┏━━

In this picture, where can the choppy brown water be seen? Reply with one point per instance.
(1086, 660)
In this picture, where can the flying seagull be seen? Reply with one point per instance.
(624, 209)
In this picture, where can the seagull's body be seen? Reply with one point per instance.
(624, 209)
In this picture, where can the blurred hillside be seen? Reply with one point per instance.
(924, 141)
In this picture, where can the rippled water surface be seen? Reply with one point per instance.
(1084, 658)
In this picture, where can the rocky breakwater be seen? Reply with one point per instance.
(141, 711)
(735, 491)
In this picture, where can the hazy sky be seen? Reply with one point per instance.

┗━━

Aim. Please return the entire listing above, every line unchanged and in its original order.

Answer in full.
In this picture, where can the choppy brown water be seen? Reply with one point per instance.
(1086, 660)
In this picture, where can the flying seagull be seen? Reply with one point per instance.
(624, 209)
In this picture, where can the seagull's body be seen? Reply with one point per instance.
(624, 209)
In this picture, where can the blurred hillside be seen? Reply with one point per instance.
(924, 141)
In this picture, where can the rippled water surface be seen? Reply with one point per instance.
(1084, 658)
In this picture, where can the rocky breakwater be seen? Reply with one point per instance.
(141, 711)
(735, 491)
In this picture, where can the hazy sky be seen? Reply with one point per instance.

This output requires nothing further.